SDM – Houve nesse sistema de produção uma tentativa de propor um novo modelo?
EG – Não, foi um caso único. Nunca mais filmei nessas circunstâncias. Dadas as dificuldades económicas para se fazerem filmes, e sobretudo com os novos equipamentos digitais, talvez seja possível hoje fazer filmes com poucos recursos financeiros, mas a Sofia foi feita com uma câmara profissional de 35mm, não fizemos som directo, foi som de referência, mas tínhamos uma equipa completa a filmar.
LM – E sentiu-se melhor, como criador, dentro desse sistema de produção.
EG – Senti-me mais livre, é verdade. Vocês são muito jovens, mas também já foram mais jovens e já devem ter essa noção: à medida que os anos passam, a consciência da responsabilidade aumenta. Se há algum filme em que não tenho razão de queixa para dizer “eu não consegui fazer aquilo que queria, porque não tive dinheiro ou porque me impediram”, foi esse. A parte de maior inconsciência da minha parte foi pensar que o filme passava na Censura. Nunca esse problema foi abordado. Filmámos sempre com a maior naturalidade. Embora uma das coisas que eu penso, mesmo agora à distância dos anos, que faz o interesse do filme é o dispositivo de mise en scène que arranjei e que eventualmente iria ludibriar a censura – mas não foi isso que aconteceu.
SDM – Quando finalmente estreado no pós-revolução, como é que o filme foi recebido pela crítica?

◆ **INFORMAÇÃO FORNECIDA**:
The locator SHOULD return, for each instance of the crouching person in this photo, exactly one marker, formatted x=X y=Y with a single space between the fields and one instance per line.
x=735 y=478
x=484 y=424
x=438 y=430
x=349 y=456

◆ **DETALHES DO EXERCÍCIO**: Reproduza integralmente o texto de origem, sem qualquer alteração. As linhas apresentadas não fazem falta para resolver o exercício.

◆ **RESPOSTA ESPERADA**:
SDM – Houve nesse sistema de produção uma tentativa de propor um novo modelo?
EG – Não, foi um caso único. Nunca mais filmei nessas circunstâncias. Dadas as dificuldades económicas para se fazerem filmes, e sobretudo com os novos equipamentos digitais, talvez seja possível hoje fazer filmes com poucos recursos financeiros, mas a Sofia foi feita com uma câmara profissional de 35mm, não fizemos som directo, foi som de referência, mas tínhamos uma equipa completa a filmar.
LM – E sentiu-se melhor, como criador, dentro desse sistema de produção.
EG – Senti-me mais livre, é verdade. Vocês são muito jovens, mas também já foram mais jovens e já devem ter essa noção: à medida que os anos passam, a consciência da responsabilidade aumenta. Se há algum filme em que não tenho razão de queixa para dizer “eu não consegui fazer aquilo que queria, porque não tive dinheiro ou porque me impediram”, foi esse. A parte de maior inconsciência da minha parte foi pensar que o filme passava na Censura. Nunca esse problema foi abordado. Filmámos sempre com a maior naturalidade. Embora uma das coisas que eu penso, mesmo agora à distância dos anos, que faz o interesse do filme é o dispositivo de mise en scène que arranjei e que eventualmente iria ludibriar a censura – mas não foi isso que aconteceu.
SDM – Quando finalmente estreado no pós-revolução, como é que o filme foi recebido pela crítica?